● Source excerpt:
/---

Skip to main content

Dismantle PDP to Save Nigeria

May 25, 2009

The Peoples Democratic Party (PDP) was formed with the best of intentions.  Its timing was right, its purpose noble and unassailable. The PDP was – excuse the cliché – a child of necessity. And expectations were high that party politics would be strengthened and our democracy enriched with its coming.



That was 1998. Nigeria was hungry for change, change in the way we used to do things before, change that would bring tangible benefits to everyone.  After a long-running, ruinous military rule that brought the country to the abyss of economic collapse and national disintegration, the last military despot died suddenly of an apparent heart-attack.  The succeeding interim government began to dismantle the edifice of tyranny to gain the confidence of a traumatized, divided and hopeless people. A transition to civil rule programme was unveiled and implemented with a sense of urgency and sincerity.

In August 1998, a group of well-meaning men and women representing different political associations met at the nation’s capital, Abuja, for the purpose of building “a strong national party that would promote unity and stability and serve as a bulwark against military incursion into politics”.

At its first enlarged meeting on August 19, 1998 at Sheraton Hotel in Abuja, members resolved, among other things, to “defend the sanctity of democratic elections and to enthrone a more respectable system of party politics and to establish a moral and ethical society guided by such core values as honesty, integrity and justice.

Its manifesto was drafted by a team of illustrious and patriotic individuals led by the late Chief Sunday Awoniyi.  The late Chief Bola Ige was one of the members. The PDP promised speedy restoration of genuine democracy and good governance and hoped to build a society based on the principles of democracy, human rights, rule of law and social justice.

The first mistake made by PDP’s founding fathers and mothers was to have acquiesced to the decision of the (retired and serving) generals to entrust the fulfillment of these noble objectives to Nigerian democracy’s worst enemies – the military class. That decision to hand the torch of democracy to those who had always subverted democracy in Nigeria would later prove fatal.

\---

● Given records:
/---

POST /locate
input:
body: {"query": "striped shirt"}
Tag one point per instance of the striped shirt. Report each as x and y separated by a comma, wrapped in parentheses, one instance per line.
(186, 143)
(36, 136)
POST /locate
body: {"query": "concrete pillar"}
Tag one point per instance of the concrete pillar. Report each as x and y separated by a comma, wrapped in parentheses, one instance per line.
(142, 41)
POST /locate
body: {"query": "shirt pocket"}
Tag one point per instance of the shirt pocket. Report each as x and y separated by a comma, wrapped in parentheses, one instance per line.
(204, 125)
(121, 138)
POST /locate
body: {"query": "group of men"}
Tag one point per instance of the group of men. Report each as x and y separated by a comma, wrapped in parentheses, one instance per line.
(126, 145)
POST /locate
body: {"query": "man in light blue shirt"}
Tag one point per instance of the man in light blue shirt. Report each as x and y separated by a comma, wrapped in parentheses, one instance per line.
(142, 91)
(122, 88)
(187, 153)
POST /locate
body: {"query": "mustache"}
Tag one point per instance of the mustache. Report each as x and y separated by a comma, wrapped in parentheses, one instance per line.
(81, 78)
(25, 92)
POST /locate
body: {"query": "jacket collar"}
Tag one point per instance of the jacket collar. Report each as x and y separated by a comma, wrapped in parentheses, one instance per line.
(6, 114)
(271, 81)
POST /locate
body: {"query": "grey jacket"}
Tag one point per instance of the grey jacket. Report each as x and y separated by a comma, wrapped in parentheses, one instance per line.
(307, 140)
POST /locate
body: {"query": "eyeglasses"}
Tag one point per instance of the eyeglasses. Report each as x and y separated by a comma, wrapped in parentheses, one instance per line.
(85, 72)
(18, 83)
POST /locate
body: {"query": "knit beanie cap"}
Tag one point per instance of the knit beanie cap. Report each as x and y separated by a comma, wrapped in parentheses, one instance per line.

\---

● Problems to work on:
A - In the essay on dismantling the PDP, who led the team that drafted the party's manifesto?
B - Resume the essay on dismantling the PDP, continuing from its final sentence.

● Written answers:
A - The late Chief Sunday Awoniyi.

B -
Eight years in the iron grip of a people, who by training and orientation are ill-equipped to promote and nurture democracy, Nigerian democracy has been beaten, battered, disfigured and serially violated by those who had sworn to protect it, care for it and grow it.  Two years after the departure of these pseudo democrats or civilian dictators, the military mindset still dominates the polity. No democratic institution displays that sort of mindset more glaringly today than the nation’s political parties.  Political parties that should serve as the pivot of our democracy have been weakened and bastardized.  Many of them lack internal cohesion and internal democracy as well as a vision of the purpose of power.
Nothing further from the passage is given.